Present every line of the data below as a numbered list, omitting any blank lines.

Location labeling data
________________________________________

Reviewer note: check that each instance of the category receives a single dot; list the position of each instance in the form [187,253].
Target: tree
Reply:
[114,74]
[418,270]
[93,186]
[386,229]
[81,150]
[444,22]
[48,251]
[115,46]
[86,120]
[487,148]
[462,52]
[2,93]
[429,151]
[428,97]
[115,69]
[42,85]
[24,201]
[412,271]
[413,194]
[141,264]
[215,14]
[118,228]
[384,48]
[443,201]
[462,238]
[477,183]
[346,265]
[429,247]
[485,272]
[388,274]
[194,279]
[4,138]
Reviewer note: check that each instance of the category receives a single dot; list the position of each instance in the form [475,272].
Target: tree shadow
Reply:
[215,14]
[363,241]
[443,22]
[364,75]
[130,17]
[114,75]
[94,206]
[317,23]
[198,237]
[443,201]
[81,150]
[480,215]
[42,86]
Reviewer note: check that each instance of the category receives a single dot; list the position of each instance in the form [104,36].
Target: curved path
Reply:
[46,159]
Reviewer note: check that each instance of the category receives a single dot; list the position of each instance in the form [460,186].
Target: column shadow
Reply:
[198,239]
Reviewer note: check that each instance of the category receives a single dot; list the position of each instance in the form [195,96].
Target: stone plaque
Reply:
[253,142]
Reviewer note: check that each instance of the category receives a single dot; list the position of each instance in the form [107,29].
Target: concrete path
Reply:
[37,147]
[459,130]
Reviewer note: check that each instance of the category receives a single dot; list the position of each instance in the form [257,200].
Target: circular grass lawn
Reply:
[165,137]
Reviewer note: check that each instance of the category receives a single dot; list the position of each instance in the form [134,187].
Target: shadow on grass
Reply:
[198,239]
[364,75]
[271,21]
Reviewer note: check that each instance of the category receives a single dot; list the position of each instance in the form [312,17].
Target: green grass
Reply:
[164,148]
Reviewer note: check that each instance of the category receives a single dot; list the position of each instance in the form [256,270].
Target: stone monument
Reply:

________________________________________

# [SOLVED PROBLEM]
1. Reviewer note: check that each instance of the category receives a single dot; list the position of each instance in the form [187,253].
2. Target: tree
3. Reply:
4. [114,74]
5. [418,270]
6. [93,186]
7. [386,229]
8. [81,150]
9. [444,22]
10. [48,251]
11. [115,46]
12. [86,120]
13. [487,148]
14. [462,52]
15. [2,93]
16. [429,151]
17. [428,97]
18. [115,69]
19. [42,85]
20. [24,201]
21. [412,271]
22. [413,194]
23. [141,264]
24. [215,14]
25. [118,228]
26. [384,48]
27. [443,201]
28. [462,238]
29. [477,183]
30. [346,265]
31. [429,247]
32. [485,272]
33. [388,274]
34. [194,279]
35. [4,138]
36. Reviewer note: check that each instance of the category receives a single dot; list the position of each instance in the form [475,272].
37. Target: tree shadow
38. Reply:
39. [215,14]
40. [363,241]
41. [443,22]
42. [364,75]
43. [130,17]
44. [114,75]
45. [94,206]
46. [317,23]
47. [198,237]
48. [443,201]
49. [81,150]
50. [480,215]
51. [42,86]
52. Reviewer note: check that each instance of the category receives a single dot; list the position of each instance in the form [104,36].
53. Target: curved path
54. Reply:
55. [46,159]
56. Reviewer note: check that each instance of the category receives a single dot; list the position of each instance in the form [460,186].
57. Target: column shadow
58. Reply:
59. [198,239]
60. Reviewer note: check that each instance of the category receives a single dot; list the position of each instance in the form [195,96].
61. Target: stone plaque
62. Reply:
63. [253,142]
64. Reviewer note: check that each instance of the category receives a single dot; list the position of each instance in the form [107,29].
65. Target: concrete path
66. Reply:
67. [37,147]
68. [459,130]
69. Reviewer note: check that each instance of the category receives a single dot; list the position of each instance in the form [257,200].
70. Target: circular grass lawn
71. Reply:
72. [165,137]
73. Reviewer note: check that each instance of the category receives a single dot; list the position of each instance in the form [134,187].
74. Target: shadow on grass
75. Reply:
76. [198,239]
77. [364,75]
78. [271,21]
79. Reviewer note: check that each instance of the category receives a single dot; list the position of each instance in the form [312,17].
80. Target: green grass
81. Reply:
82. [164,148]
83. Reviewer note: check that each instance of the category receives a single dot; list the position of each instance in the form [256,270].
84. Target: stone monument
85. Reply:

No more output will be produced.